AIM OF THE TASK: Lay out the records below as a two-column CSV with the header columns "record_text" and "answer". Give one row per record, place the record's text and its answer each in a single quoted field, and replace every line break with a space.

GIVEN DATA:
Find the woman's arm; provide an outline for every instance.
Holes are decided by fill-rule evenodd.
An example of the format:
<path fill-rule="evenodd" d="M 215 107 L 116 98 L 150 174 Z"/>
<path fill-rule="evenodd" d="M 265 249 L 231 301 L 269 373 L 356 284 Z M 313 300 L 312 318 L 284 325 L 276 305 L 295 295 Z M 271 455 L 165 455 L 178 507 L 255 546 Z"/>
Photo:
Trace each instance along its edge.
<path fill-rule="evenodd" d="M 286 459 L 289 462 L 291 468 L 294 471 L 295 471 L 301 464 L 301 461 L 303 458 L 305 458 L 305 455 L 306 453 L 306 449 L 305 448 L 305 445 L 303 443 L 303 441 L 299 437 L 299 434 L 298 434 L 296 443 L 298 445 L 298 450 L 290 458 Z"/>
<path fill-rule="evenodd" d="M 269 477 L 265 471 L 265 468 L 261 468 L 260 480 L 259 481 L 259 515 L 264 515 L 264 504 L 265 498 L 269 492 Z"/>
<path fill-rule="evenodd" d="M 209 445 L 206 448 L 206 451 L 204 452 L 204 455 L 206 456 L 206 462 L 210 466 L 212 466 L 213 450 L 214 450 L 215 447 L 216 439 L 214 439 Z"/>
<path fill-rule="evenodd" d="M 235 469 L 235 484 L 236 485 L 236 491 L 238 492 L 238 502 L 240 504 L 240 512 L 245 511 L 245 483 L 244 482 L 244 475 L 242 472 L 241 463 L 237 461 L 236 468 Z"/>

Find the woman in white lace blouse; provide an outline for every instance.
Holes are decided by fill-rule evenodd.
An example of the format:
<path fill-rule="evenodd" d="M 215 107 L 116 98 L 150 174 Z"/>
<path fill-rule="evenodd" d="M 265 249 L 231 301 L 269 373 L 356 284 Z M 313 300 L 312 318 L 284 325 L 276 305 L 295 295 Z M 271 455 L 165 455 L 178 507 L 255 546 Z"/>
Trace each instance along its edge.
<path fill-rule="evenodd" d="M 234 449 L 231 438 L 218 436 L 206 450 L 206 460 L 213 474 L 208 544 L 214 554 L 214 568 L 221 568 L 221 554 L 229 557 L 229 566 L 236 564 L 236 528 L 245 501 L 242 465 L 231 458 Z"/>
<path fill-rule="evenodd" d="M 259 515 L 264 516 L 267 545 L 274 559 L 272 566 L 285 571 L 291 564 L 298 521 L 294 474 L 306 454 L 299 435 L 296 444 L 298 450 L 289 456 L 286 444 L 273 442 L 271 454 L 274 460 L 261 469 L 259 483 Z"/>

ANSWER BELOW:
record_text,answer
"Find the woman's arm; provide an outline for every instance. Holes are decided by fill-rule evenodd. An example of the format: <path fill-rule=""evenodd"" d=""M 215 107 L 116 98 L 150 174 Z""/> <path fill-rule=""evenodd"" d=""M 265 249 L 231 301 L 269 373 L 356 284 Z M 313 300 L 312 318 L 284 325 L 276 305 L 295 295 Z M 271 455 L 165 455 L 178 507 L 255 546 Z""/> Photo: Trace each instance along its edge.","<path fill-rule=""evenodd"" d=""M 286 459 L 289 462 L 291 468 L 294 471 L 295 471 L 301 464 L 301 461 L 303 458 L 305 458 L 305 455 L 306 453 L 306 449 L 305 448 L 305 445 L 303 443 L 303 441 L 299 437 L 299 434 L 298 434 L 296 443 L 298 445 L 298 450 L 290 458 Z""/> <path fill-rule=""evenodd"" d=""M 269 477 L 265 471 L 265 468 L 261 468 L 260 480 L 259 481 L 259 515 L 264 515 L 264 504 L 265 498 L 269 492 Z""/> <path fill-rule=""evenodd"" d=""M 209 445 L 206 448 L 206 451 L 204 452 L 204 455 L 206 456 L 206 462 L 210 466 L 212 466 L 213 450 L 214 450 L 215 447 L 216 439 L 214 439 Z""/> <path fill-rule=""evenodd"" d=""M 235 469 L 235 484 L 236 485 L 236 491 L 238 492 L 238 502 L 240 504 L 240 512 L 245 511 L 245 483 L 244 482 L 244 475 L 242 472 L 241 463 L 237 461 L 236 468 Z""/>"
"Find the woman in white lace blouse; provide an outline for every instance. Holes are decided by fill-rule evenodd. An example of the format: <path fill-rule=""evenodd"" d=""M 215 107 L 116 98 L 150 174 Z""/> <path fill-rule=""evenodd"" d=""M 265 249 L 231 301 L 269 373 L 356 284 Z M 313 300 L 312 318 L 284 325 L 276 305 L 295 295 Z M 271 455 L 165 455 L 178 507 L 255 546 Z""/> Trace each instance along its edge.","<path fill-rule=""evenodd"" d=""M 234 449 L 231 438 L 218 436 L 206 450 L 206 460 L 213 474 L 208 544 L 214 554 L 214 568 L 221 568 L 221 554 L 229 557 L 229 566 L 236 564 L 236 528 L 245 501 L 242 465 L 231 458 Z""/> <path fill-rule=""evenodd"" d=""M 259 515 L 264 516 L 267 545 L 274 559 L 272 566 L 285 571 L 291 564 L 298 521 L 294 474 L 306 454 L 299 435 L 296 444 L 298 450 L 289 456 L 286 444 L 273 442 L 271 454 L 274 460 L 261 469 L 259 483 Z""/>"